Dataset rows:

****************

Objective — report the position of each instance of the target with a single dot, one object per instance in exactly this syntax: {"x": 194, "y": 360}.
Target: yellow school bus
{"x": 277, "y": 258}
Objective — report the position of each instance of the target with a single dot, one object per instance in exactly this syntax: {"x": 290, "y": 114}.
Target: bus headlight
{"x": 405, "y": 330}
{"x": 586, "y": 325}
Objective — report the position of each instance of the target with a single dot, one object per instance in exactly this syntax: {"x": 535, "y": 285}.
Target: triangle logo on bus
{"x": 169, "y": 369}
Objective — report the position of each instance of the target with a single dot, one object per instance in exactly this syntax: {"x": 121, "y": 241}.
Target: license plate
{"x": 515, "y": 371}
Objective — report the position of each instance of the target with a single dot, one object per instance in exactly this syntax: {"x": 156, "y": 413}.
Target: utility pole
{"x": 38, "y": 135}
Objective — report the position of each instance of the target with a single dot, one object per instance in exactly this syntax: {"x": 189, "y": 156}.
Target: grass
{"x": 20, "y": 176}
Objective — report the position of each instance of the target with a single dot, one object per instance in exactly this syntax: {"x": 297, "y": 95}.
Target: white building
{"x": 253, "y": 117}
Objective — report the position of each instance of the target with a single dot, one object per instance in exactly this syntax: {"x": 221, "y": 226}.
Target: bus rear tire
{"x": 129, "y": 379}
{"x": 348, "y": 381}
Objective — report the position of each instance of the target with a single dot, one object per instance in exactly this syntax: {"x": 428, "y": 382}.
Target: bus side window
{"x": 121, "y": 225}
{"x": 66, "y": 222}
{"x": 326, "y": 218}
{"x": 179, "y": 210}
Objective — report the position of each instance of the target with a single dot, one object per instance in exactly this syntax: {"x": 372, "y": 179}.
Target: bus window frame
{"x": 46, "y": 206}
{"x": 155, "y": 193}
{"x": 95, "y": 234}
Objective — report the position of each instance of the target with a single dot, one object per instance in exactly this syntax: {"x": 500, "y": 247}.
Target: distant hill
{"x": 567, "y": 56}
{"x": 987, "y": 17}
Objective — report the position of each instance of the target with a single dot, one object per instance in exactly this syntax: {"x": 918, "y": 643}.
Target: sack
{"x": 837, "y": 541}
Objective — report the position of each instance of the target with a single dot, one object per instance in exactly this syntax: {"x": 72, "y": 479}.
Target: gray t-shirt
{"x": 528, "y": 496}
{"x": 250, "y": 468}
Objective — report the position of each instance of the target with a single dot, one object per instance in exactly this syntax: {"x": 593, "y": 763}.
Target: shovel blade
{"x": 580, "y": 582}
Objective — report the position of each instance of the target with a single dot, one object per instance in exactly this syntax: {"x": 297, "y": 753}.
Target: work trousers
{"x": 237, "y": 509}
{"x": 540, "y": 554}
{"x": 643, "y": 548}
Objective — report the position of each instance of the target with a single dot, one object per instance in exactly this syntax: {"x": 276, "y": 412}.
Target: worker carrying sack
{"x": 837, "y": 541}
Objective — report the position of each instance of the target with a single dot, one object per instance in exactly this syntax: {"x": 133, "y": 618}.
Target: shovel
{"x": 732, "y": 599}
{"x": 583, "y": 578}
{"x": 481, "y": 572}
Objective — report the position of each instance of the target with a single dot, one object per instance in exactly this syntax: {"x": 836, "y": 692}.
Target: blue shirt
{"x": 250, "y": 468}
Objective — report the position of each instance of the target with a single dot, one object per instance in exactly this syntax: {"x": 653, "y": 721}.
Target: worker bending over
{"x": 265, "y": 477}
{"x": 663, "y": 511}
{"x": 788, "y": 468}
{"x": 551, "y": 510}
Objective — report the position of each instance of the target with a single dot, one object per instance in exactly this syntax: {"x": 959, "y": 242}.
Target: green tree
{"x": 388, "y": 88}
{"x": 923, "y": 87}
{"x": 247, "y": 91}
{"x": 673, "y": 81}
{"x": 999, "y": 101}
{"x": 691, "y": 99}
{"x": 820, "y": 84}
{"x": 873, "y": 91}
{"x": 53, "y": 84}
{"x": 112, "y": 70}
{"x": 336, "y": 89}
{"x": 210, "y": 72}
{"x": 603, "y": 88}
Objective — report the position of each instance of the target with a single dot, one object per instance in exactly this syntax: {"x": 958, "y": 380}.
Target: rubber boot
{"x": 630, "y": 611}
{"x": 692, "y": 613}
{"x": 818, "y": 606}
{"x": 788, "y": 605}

****************

Instruction:
Write out the whole listing again, exactly as it stands.

Worked answer:
Objective — report the position of each instance of the target with a single dot, one object per instance in exactly this syntax: {"x": 194, "y": 360}.
Target: yellow school bus
{"x": 277, "y": 258}
Objective — report the position of each instance of the target with a single dot, one object per instance in exactly this syntax: {"x": 290, "y": 114}.
Target: bus headlight
{"x": 405, "y": 330}
{"x": 586, "y": 325}
Objective — report the position of each instance of the target with a single dot, one object per instance in exactly this syntax: {"x": 535, "y": 285}.
Target: triangle logo on bus
{"x": 169, "y": 369}
Objective — report the position of each instance of the target with a single dot, one object per instance in exactly this syntax: {"x": 121, "y": 241}.
Target: license plate
{"x": 515, "y": 371}
Objective — report the position of each instance of the target with a single dot, one object per instance in exactly this syntax: {"x": 156, "y": 413}.
Target: utility pole
{"x": 38, "y": 135}
Objective — report the position of each instance of the target with a single dot, one object per instance in exactly this syntax: {"x": 189, "y": 156}.
Target: grass
{"x": 20, "y": 176}
Objective — report the position of each instance of the target with a single dot, one object per instance in exactly this syntax: {"x": 297, "y": 95}.
Target: white building
{"x": 253, "y": 117}
Objective — report the position of each instance of the target with a single dot, one object per instance in exactly this syntax: {"x": 221, "y": 226}.
Target: bus rear tire
{"x": 129, "y": 379}
{"x": 348, "y": 381}
Objective — report the position of each instance of the target with a single dot, one object per instance in exactly this syntax: {"x": 428, "y": 382}.
Target: bus side window
{"x": 121, "y": 225}
{"x": 66, "y": 222}
{"x": 326, "y": 218}
{"x": 179, "y": 210}
Objective — report the position of each instance of the target with a single dot, one object per instance in exactly this syntax: {"x": 372, "y": 179}.
Target: bus window frame
{"x": 46, "y": 206}
{"x": 155, "y": 193}
{"x": 95, "y": 234}
Objective — report the position of each instance of the target with a single dot, one object per instance in exactly this syntax: {"x": 500, "y": 247}.
Target: distant hill
{"x": 567, "y": 56}
{"x": 987, "y": 17}
Objective — report the position of each instance of the target with a single dot, one object per instance in exactly this syntax: {"x": 918, "y": 643}.
Target: sack
{"x": 837, "y": 541}
Objective — report the position of each instance of the target with a single dot, one object per instance in exactly this syntax: {"x": 72, "y": 479}.
Target: gray t-shirt
{"x": 528, "y": 496}
{"x": 250, "y": 468}
Objective — report the position of each instance of the target with a single dot, one object per instance in exactly this syntax: {"x": 593, "y": 763}.
Target: shovel blade
{"x": 580, "y": 582}
Objective — report the position of each instance of the target with a single dot, one object per instance in exactly this syntax: {"x": 297, "y": 753}.
Target: work trousers
{"x": 237, "y": 509}
{"x": 540, "y": 554}
{"x": 643, "y": 548}
Objective — report the position of each instance of the target with a single dot, one object per instance in exactly this syntax: {"x": 276, "y": 412}.
Target: worker carrying sack
{"x": 837, "y": 541}
Objective — report the position of each instance of the target with a single dot, one object per instance in exactly this syntax: {"x": 133, "y": 618}.
Target: shovel
{"x": 732, "y": 599}
{"x": 583, "y": 578}
{"x": 481, "y": 572}
Objective — report the position of each instance of the target with a single dot, one object per instance in exactly this syntax: {"x": 836, "y": 692}.
Target: blue shirt
{"x": 250, "y": 468}
Objective — report the position of each instance of the target with a single dot, one object per instance in exactly this syntax: {"x": 653, "y": 721}.
Target: worker bending over
{"x": 265, "y": 477}
{"x": 663, "y": 511}
{"x": 788, "y": 468}
{"x": 551, "y": 510}
Objective — report the position of each instance of the target with a single dot, one object per instance in exactly this syntax: {"x": 959, "y": 242}.
Target: green tree
{"x": 388, "y": 88}
{"x": 923, "y": 87}
{"x": 247, "y": 91}
{"x": 673, "y": 81}
{"x": 999, "y": 101}
{"x": 691, "y": 99}
{"x": 820, "y": 84}
{"x": 873, "y": 91}
{"x": 53, "y": 84}
{"x": 112, "y": 70}
{"x": 336, "y": 89}
{"x": 210, "y": 72}
{"x": 603, "y": 88}
Objective — report the position of each instance of the target with a single dot, one object per instance in exactly this syntax: {"x": 958, "y": 380}.
Target: rubber boot
{"x": 630, "y": 611}
{"x": 692, "y": 613}
{"x": 818, "y": 606}
{"x": 788, "y": 605}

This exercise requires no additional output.